Adults with attention deficit hyperactivity disorder (ADD/ADHD) don’t dwell on why things go wrong in our lives. We are too busy moving on to the next shiny thing. ADD/ADHD medication helps us slow down our racing thoughts, so we can ask, “Is this the best thing for me to be doing?” or “Is this the right thing to say?” Writing about our ADD/ADHD lets us take things to a higher level. We can analyze our behaviors — and misbehaviors — and pinpoint how ADD/ADHD symptoms contribute to the problems in our lives.
I used to come home from work, in my dress clothes and high heels, and head straight to my rock garden to weed. After an hour, my dress was soiled, my stockings ripped, and my shoes trashed. Writing about this impulsive habit allowed me to see my behavior objectively. It made me realize I should change my clothes before working in the yard. Of course, making that discovery didn’t make clothes-changing a habit. I had to train my brain to get into my gardening garb.
The more I write about my ADD/ADHD challenges, the more I learn about why things — at work, in relationships — don’t go well. Writing makes me examine something I used to accept as another bad day, instead of just replaying the day in my mind and chastising myself for poor performance. Over time, writing has reduced the burdens of falling short of my own, or other people’s, expectations by giving me the perspective to make changes.

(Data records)
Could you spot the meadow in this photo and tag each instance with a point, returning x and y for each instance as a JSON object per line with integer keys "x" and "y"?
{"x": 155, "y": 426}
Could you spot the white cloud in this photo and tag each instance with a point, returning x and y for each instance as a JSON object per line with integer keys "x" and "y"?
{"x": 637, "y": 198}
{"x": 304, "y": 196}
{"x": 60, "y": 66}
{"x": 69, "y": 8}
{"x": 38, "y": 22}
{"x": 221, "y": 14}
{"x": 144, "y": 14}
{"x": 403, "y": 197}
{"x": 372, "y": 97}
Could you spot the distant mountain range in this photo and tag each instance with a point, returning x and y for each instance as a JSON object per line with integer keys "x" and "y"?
==
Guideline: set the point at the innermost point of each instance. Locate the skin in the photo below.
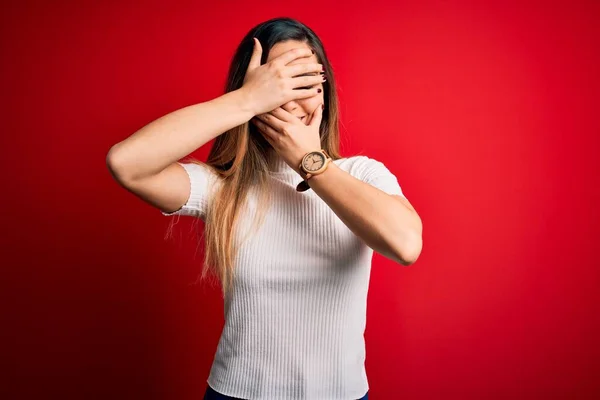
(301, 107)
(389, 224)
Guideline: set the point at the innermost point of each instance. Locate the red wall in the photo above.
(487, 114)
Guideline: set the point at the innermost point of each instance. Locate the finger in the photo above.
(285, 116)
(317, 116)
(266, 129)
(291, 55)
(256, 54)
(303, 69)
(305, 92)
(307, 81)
* * *
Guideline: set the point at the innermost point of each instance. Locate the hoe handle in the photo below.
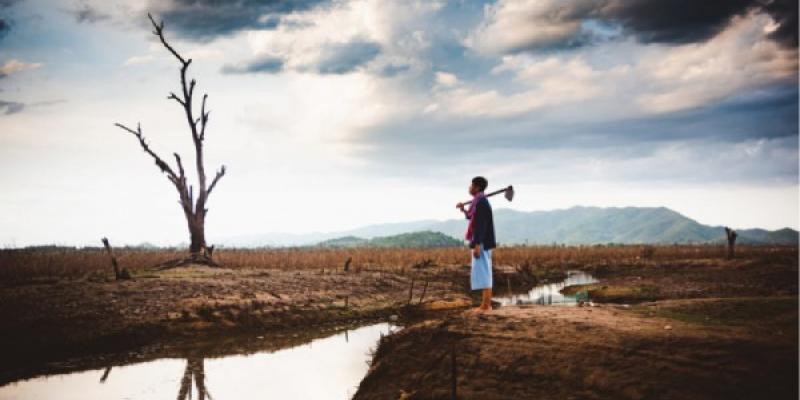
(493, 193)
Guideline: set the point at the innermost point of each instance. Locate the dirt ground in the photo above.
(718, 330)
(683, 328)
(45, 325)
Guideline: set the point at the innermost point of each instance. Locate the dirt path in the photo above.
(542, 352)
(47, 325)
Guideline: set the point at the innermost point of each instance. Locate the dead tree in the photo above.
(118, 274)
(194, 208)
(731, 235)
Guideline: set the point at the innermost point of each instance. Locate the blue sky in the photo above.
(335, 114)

» **Required tasks**
[1] In the passage about writing and ADD/ADHD, what does ADD/ADHD medication help slow down?
[2] Return the part of the passage about writing and ADD/ADHD starting with "The more I write" and going on through "to make changes.".
[3] According to the passage about writing and ADD/ADHD, how did writing about the habit of weeding after work in dress clothes lead to a change?

» **Answers given**
[1] Racing thoughts.

[2]
The more I write about my ADD/ADHD challenges, the more I learn about why things — at work, in relationships — don’t go well. Writing makes me examine something I used to accept as another bad day, instead of just replaying the day in my mind and chastising myself for poor performance. Over time, writing has reduced the burdens of falling short of my own, or other people’s, expectations by giving me the perspective to make changes.

[3] Writing about that impulsive habit let the writer see the behavior objectively. This led to the realization that clothes should be changed before working in the yard. The discovery alone did not create the habit, so the writer still had to train the brain to put on gardening garb.